Set exercise — Pick out every line of the items below that contains the word "cricket" and copy each of those lines. The match must agree in case.

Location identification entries
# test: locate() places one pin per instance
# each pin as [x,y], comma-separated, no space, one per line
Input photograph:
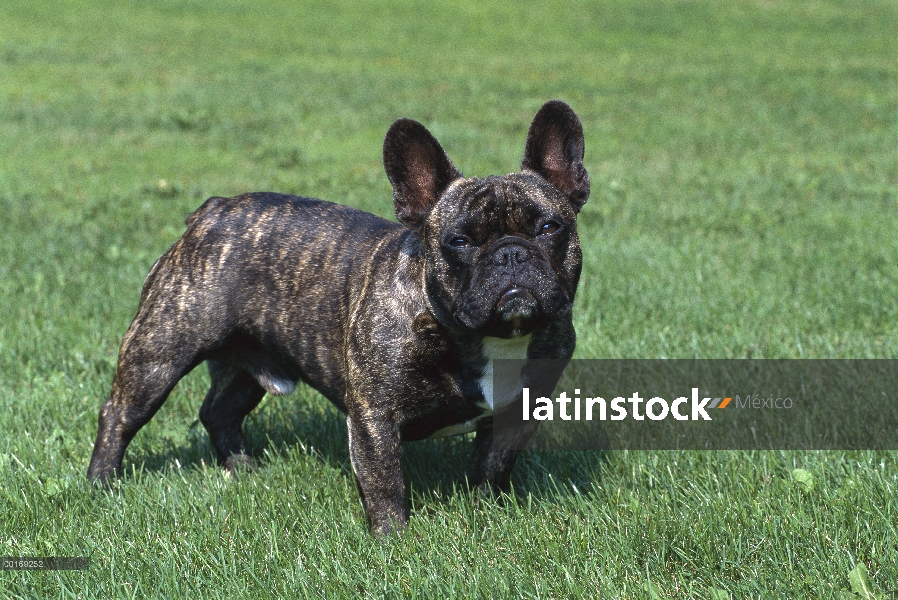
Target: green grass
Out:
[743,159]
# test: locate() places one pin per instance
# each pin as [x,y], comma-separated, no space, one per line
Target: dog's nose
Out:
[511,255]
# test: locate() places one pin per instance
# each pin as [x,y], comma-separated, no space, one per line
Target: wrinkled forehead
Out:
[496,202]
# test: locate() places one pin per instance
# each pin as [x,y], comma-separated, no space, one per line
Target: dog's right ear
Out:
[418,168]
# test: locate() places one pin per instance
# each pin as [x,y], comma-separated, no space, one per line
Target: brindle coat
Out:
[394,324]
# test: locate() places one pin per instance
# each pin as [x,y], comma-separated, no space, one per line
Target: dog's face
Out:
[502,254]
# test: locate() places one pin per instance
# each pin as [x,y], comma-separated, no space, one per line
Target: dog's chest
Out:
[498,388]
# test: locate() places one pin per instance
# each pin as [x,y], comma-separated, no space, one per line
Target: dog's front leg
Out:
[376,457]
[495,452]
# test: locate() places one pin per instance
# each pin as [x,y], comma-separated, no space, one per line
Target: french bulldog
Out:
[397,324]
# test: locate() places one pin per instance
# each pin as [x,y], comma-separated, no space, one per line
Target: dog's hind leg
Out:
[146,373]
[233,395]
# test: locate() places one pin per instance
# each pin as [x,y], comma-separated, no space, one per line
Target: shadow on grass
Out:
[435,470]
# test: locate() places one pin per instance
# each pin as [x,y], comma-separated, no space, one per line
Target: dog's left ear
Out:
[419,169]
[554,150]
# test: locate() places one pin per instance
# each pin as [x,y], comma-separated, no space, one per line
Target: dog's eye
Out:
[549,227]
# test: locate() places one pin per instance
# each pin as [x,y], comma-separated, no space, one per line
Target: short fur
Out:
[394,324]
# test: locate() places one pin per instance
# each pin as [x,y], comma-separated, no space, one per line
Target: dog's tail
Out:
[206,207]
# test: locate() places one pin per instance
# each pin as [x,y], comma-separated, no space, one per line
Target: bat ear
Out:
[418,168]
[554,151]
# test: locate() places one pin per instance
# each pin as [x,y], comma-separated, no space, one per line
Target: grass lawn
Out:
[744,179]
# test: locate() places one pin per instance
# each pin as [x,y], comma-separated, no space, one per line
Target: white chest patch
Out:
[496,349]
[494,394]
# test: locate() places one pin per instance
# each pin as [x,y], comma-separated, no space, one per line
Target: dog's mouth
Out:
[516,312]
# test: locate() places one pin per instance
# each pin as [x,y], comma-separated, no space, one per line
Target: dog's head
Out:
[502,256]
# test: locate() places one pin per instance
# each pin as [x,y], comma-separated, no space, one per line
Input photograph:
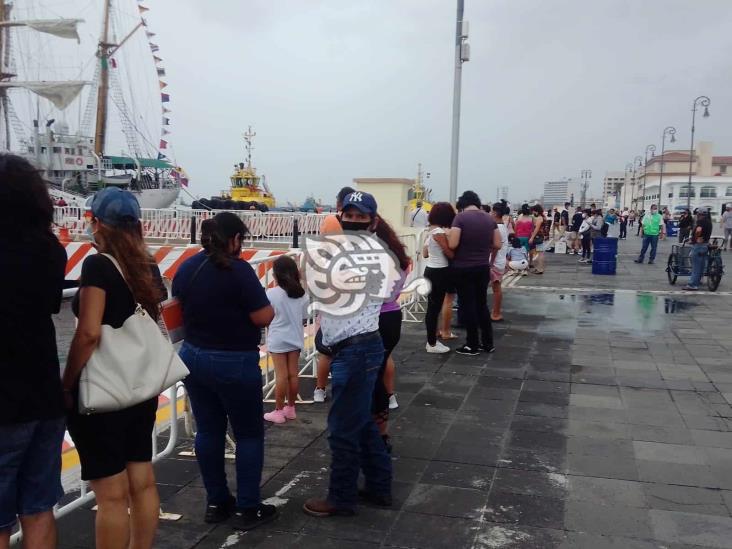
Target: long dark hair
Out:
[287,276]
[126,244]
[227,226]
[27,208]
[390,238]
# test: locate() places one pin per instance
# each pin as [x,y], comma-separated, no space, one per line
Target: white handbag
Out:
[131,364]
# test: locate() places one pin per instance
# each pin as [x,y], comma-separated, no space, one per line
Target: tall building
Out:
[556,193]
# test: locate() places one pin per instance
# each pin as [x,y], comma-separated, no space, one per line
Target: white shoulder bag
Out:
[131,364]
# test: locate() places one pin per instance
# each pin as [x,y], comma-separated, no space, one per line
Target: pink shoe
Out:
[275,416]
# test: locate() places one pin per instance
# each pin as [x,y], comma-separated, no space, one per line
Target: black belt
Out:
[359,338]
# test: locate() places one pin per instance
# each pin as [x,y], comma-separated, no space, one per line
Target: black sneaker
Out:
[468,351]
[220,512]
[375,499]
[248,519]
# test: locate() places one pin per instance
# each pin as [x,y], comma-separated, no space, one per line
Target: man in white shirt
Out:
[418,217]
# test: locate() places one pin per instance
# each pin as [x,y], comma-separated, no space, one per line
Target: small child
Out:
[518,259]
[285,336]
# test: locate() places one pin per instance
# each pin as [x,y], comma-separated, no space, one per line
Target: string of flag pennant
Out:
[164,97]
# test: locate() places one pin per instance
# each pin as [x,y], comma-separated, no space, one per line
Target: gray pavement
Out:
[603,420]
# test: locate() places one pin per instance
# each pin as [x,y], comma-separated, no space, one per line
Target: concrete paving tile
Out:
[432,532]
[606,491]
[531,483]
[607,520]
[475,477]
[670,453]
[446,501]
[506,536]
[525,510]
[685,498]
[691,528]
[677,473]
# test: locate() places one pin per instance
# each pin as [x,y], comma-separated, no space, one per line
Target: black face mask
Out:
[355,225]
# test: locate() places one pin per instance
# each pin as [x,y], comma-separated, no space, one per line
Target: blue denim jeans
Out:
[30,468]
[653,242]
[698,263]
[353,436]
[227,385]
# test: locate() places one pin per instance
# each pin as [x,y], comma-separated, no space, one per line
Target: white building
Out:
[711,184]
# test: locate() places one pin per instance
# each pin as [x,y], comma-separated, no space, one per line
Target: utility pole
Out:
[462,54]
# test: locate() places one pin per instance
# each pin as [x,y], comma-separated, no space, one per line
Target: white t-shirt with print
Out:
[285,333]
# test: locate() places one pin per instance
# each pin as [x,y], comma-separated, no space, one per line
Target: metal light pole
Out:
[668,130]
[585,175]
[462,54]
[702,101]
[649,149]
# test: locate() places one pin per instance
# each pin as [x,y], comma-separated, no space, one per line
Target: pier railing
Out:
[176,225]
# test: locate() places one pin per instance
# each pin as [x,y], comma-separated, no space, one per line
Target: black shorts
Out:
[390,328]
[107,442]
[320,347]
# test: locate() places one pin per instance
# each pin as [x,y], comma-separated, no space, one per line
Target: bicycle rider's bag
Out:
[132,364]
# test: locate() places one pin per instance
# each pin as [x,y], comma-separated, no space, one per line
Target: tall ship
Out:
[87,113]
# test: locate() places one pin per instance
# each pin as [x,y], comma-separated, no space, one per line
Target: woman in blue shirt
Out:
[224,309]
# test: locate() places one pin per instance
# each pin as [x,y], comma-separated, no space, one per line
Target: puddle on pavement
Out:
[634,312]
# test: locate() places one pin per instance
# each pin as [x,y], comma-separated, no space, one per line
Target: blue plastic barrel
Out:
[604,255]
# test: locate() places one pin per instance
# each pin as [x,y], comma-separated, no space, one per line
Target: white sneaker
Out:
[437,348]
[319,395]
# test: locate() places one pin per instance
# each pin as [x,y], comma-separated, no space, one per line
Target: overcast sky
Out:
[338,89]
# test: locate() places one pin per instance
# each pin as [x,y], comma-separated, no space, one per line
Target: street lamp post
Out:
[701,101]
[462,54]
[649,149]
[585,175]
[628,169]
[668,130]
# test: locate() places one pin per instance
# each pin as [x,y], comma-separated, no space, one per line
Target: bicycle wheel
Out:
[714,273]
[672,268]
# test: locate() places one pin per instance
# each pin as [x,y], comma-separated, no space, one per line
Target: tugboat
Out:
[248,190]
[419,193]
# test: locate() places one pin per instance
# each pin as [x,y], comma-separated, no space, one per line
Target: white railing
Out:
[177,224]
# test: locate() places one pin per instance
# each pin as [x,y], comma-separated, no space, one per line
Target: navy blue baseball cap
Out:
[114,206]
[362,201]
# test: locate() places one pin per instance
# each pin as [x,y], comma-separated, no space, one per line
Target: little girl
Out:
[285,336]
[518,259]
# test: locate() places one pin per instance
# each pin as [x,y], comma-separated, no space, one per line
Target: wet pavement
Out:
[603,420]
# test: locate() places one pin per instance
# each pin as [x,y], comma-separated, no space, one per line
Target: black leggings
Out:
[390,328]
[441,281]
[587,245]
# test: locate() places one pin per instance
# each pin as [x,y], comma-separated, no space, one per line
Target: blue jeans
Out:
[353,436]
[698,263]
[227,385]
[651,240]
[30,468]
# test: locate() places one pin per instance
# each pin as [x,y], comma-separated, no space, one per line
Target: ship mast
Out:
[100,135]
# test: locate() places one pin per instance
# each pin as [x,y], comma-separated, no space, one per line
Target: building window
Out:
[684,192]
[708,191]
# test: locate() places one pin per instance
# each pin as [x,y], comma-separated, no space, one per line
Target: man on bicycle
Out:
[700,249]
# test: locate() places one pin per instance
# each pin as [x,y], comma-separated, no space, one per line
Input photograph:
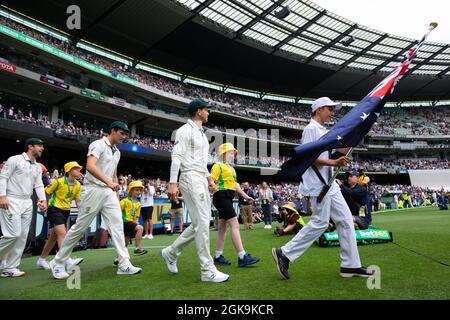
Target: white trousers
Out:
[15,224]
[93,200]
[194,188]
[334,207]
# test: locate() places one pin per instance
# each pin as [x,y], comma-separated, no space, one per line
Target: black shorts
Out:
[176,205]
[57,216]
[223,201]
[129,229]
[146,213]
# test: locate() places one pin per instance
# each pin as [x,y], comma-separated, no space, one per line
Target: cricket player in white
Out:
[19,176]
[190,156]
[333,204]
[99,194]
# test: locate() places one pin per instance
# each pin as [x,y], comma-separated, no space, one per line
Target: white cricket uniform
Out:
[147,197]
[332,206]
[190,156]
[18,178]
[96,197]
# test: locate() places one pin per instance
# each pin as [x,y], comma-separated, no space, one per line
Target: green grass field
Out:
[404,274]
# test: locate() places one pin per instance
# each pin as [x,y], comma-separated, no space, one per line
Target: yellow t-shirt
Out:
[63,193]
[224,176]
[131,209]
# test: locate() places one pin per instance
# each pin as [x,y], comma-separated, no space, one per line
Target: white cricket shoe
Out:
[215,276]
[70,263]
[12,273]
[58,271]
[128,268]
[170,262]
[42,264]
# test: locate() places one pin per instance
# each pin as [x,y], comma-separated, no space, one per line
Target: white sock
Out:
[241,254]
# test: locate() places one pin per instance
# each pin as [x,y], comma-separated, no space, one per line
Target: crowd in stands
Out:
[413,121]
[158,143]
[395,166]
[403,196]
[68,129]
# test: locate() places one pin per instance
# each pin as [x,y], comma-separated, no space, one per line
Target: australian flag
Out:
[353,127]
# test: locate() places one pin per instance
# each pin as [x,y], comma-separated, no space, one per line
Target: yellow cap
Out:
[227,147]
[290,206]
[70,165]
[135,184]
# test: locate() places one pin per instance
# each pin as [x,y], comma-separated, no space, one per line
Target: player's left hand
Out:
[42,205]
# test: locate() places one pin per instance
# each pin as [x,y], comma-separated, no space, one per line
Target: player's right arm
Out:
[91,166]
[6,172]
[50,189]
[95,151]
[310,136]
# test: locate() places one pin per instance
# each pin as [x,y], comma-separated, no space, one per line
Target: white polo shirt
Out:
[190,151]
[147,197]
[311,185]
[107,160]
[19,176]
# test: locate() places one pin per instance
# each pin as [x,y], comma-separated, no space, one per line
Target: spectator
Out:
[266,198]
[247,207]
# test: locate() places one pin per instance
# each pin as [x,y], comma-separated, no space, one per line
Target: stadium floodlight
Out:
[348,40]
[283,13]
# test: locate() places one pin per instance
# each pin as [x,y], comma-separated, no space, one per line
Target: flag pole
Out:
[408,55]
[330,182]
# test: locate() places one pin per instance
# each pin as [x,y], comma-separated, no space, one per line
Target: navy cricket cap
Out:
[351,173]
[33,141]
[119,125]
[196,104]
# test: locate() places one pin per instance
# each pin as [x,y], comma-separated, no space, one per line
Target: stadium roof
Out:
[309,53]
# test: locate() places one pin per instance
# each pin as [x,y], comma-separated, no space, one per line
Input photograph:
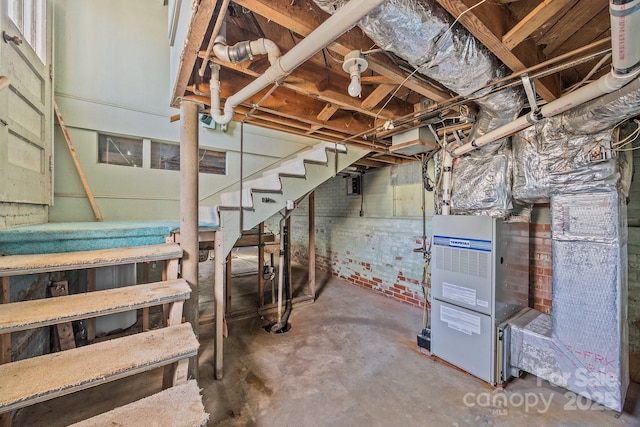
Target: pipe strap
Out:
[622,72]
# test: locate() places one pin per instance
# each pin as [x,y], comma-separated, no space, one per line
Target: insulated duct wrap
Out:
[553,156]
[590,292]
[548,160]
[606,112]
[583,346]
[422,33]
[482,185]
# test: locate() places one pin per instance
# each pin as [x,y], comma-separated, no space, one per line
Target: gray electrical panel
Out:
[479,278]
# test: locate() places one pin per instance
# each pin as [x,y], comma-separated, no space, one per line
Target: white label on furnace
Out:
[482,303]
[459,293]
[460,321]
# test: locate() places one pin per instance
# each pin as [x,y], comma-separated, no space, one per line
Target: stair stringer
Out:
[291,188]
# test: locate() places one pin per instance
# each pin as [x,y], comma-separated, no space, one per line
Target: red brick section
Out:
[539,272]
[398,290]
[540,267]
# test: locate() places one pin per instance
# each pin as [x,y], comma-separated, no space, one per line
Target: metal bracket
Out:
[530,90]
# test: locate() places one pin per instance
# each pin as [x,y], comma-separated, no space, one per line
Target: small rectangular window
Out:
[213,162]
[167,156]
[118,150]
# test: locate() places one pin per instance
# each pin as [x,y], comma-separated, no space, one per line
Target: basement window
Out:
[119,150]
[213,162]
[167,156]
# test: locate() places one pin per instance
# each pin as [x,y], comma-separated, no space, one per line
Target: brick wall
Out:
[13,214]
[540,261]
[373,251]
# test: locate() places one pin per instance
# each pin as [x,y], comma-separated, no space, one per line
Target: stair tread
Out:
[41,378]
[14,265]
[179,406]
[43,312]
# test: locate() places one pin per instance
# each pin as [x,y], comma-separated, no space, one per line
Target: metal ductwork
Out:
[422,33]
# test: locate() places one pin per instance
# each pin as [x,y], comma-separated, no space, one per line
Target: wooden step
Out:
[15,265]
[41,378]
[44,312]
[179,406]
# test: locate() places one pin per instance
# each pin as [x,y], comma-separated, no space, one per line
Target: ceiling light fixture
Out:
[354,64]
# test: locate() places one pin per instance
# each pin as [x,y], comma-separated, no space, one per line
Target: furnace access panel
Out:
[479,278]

Expected answer —
Target: cricket player in white
Target: white cricket uniform
Target: white cricket shoe
Target: navy cricket cap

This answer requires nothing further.